DIRECTIVE
Reproduce everything from the line containing "If it's not too much trouble, please detect the shuttered" down to the line containing "11 196 251 230", swapping "pool" for "swimming pool" and changing nothing else.

Data extracted from a collection:
▽

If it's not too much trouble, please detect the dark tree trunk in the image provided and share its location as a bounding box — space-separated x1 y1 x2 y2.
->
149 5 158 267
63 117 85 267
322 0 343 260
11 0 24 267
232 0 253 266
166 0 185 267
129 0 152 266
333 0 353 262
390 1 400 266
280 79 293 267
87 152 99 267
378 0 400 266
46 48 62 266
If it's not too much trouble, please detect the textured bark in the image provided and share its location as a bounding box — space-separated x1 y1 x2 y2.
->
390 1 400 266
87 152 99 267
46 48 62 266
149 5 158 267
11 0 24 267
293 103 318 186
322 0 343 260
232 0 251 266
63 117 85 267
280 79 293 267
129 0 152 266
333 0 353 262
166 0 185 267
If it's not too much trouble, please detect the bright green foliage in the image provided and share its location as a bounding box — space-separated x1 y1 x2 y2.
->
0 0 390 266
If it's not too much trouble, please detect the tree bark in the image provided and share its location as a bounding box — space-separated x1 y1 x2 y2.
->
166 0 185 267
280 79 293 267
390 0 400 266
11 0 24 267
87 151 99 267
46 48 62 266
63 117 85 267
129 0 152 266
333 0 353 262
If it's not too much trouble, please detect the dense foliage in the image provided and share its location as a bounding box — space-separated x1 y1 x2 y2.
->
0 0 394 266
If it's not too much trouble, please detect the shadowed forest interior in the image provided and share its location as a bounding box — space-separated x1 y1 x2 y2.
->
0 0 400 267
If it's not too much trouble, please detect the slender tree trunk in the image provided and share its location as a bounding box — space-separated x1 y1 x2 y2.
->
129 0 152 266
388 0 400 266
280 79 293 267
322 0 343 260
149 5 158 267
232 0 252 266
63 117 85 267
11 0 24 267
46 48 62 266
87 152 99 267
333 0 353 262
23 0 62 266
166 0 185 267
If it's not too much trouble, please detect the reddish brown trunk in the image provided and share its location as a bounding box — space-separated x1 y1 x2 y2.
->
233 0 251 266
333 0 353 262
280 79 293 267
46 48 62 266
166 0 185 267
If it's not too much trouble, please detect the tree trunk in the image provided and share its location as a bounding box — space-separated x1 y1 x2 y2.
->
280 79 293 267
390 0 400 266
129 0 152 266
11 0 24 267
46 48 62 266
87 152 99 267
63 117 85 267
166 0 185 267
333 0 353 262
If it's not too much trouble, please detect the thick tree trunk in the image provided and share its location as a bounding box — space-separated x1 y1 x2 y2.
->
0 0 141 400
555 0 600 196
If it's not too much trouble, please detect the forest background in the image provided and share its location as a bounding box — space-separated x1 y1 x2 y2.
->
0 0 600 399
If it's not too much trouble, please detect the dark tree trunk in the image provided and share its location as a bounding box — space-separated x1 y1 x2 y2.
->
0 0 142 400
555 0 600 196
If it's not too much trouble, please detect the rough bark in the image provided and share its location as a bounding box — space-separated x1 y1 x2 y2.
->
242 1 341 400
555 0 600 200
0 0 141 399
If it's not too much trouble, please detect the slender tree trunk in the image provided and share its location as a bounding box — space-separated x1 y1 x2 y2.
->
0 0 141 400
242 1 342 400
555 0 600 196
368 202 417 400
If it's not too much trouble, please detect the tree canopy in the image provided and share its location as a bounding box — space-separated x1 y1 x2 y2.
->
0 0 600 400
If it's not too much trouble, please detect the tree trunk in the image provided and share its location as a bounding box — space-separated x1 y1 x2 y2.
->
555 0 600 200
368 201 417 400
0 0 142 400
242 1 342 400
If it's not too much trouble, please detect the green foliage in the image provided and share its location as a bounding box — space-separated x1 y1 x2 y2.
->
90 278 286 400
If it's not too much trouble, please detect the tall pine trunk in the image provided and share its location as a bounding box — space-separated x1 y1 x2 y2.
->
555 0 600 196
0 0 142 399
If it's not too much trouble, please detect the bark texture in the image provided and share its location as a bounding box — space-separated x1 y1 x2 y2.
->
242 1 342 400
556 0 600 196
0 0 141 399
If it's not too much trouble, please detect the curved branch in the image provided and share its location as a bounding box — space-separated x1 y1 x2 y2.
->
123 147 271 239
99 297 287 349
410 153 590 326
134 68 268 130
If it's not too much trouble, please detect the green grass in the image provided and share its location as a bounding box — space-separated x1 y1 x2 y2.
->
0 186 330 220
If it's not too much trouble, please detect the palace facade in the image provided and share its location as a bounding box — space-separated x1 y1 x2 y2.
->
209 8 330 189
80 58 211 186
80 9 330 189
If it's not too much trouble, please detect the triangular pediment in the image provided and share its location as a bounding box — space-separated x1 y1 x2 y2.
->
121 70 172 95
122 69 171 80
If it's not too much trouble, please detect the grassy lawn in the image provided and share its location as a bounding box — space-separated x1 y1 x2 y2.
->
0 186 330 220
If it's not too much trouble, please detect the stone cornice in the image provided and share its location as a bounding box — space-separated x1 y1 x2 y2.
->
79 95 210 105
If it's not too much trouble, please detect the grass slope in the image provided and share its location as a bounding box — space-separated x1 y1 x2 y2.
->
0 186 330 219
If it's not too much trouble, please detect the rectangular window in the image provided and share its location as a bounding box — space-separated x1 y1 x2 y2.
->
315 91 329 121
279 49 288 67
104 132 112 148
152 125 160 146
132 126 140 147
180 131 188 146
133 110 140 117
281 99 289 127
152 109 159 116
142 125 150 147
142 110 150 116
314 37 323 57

△
▽

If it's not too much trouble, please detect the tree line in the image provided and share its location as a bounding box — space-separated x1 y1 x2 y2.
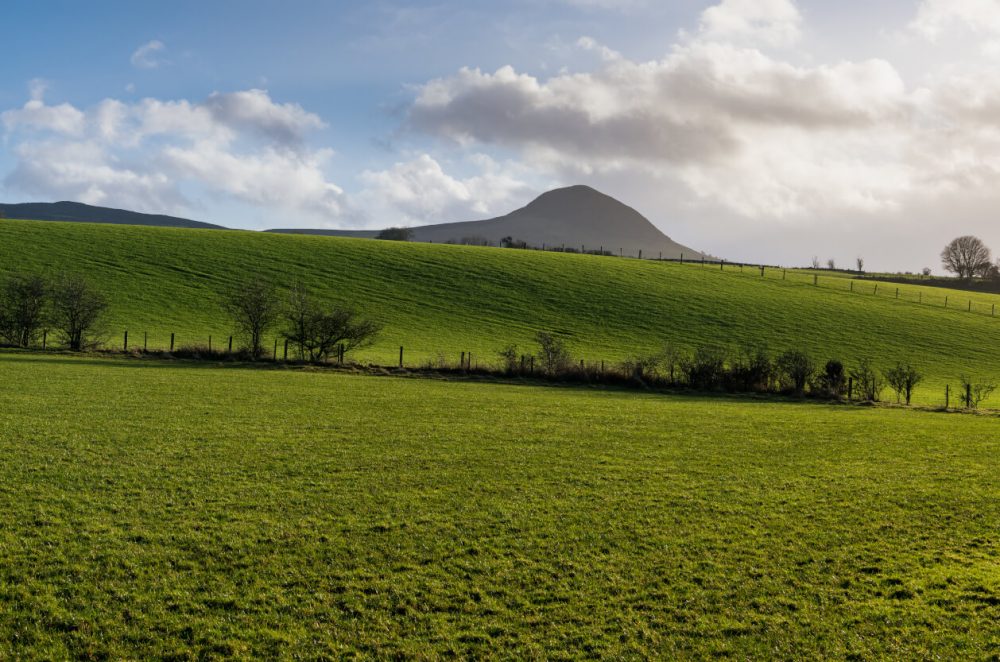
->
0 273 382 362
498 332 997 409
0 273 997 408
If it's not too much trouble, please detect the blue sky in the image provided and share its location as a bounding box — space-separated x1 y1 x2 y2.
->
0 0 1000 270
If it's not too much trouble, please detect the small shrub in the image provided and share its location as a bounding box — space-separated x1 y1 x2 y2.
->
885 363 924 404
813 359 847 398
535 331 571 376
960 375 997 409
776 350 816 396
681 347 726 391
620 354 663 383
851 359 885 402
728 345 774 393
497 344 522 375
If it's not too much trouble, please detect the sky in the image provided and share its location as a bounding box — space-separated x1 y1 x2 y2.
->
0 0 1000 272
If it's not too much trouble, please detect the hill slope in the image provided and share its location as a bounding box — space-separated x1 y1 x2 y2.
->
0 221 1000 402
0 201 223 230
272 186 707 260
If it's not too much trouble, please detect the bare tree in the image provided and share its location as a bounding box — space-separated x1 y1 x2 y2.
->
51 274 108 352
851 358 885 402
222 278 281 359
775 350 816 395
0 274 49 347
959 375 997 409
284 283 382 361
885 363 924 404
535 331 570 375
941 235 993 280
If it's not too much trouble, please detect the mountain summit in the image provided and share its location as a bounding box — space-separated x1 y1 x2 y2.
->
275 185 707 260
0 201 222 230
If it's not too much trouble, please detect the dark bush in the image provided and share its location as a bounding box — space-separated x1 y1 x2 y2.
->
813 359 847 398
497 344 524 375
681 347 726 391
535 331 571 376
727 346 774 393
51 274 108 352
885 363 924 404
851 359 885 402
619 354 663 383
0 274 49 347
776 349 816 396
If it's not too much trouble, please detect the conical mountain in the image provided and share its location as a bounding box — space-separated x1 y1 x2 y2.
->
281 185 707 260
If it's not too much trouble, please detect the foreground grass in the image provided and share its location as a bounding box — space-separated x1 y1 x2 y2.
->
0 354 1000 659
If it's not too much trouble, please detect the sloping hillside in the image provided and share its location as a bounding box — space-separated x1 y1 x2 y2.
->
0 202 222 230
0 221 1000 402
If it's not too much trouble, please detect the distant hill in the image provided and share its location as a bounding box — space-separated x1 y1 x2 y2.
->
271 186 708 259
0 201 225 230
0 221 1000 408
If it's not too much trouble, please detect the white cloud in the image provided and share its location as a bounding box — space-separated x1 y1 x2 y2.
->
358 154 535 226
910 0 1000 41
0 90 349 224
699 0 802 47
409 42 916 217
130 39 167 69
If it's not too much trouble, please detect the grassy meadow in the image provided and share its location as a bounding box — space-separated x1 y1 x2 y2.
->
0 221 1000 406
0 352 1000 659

△
▽

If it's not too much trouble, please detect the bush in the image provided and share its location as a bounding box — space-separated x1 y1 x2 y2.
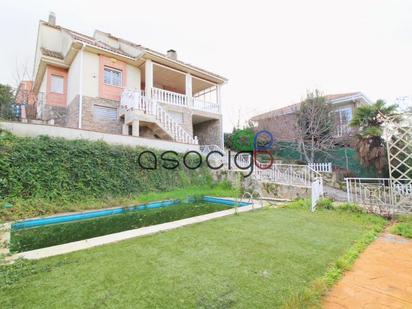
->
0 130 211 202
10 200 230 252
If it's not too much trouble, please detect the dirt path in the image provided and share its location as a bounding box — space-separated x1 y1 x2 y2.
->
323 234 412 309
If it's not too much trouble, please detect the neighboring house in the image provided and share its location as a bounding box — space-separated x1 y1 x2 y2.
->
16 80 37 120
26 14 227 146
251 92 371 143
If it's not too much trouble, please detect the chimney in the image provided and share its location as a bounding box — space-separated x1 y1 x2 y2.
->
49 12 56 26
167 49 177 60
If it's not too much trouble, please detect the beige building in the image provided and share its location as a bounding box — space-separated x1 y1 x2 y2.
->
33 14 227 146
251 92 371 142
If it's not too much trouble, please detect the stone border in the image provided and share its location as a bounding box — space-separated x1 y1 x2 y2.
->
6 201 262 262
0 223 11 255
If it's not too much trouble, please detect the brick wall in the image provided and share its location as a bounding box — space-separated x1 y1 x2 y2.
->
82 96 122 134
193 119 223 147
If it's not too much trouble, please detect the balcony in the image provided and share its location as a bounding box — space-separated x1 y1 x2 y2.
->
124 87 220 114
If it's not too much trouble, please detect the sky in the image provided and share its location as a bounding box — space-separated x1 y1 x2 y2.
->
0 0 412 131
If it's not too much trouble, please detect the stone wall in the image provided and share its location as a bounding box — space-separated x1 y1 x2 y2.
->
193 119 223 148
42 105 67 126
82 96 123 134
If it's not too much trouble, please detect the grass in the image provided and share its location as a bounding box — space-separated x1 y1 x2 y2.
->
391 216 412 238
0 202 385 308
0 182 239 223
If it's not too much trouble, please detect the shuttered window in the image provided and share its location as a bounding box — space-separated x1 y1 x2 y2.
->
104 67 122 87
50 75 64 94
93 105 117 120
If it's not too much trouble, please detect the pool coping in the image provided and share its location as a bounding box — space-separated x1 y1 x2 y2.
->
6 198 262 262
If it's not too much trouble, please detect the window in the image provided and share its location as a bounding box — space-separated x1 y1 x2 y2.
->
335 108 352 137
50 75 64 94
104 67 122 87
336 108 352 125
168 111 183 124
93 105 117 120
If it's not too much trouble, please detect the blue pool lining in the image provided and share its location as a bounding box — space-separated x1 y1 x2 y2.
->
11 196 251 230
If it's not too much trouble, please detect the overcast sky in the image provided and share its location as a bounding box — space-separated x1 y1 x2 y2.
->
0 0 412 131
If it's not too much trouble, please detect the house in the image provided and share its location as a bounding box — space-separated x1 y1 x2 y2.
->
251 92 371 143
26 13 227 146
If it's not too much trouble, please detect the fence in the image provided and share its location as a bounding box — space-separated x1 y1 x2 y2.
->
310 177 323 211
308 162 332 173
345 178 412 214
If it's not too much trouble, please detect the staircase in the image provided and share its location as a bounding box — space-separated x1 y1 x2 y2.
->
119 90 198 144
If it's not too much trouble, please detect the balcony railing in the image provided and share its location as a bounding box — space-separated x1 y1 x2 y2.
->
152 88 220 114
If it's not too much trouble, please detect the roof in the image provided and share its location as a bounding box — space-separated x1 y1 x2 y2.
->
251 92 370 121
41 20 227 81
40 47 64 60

△

FULL OUTPUT
If it's not too much trouble, please detect the shuttered window in the image provided and share its location as a bounding box — space-separated x1 y1 x2 y2.
->
104 67 122 87
50 75 64 94
93 105 117 120
If it's not too much trouble, please detect the swimming pool coping in the image provided and share its location as a bounding box — space-separated x1 y1 x2 y2.
->
6 198 262 262
If it's not too much trouble, please detect the window in the image provided and share its location as a bounding box — space-separated x1 y1 x2 y2.
->
335 108 352 137
50 75 64 94
104 67 122 87
336 108 352 125
168 111 183 124
93 105 117 120
If it's not too much trouble, please detect the blue swimming pool lining in the image provided and share its location as a bounding box — space-separated x1 y1 x2 y2.
->
11 196 251 230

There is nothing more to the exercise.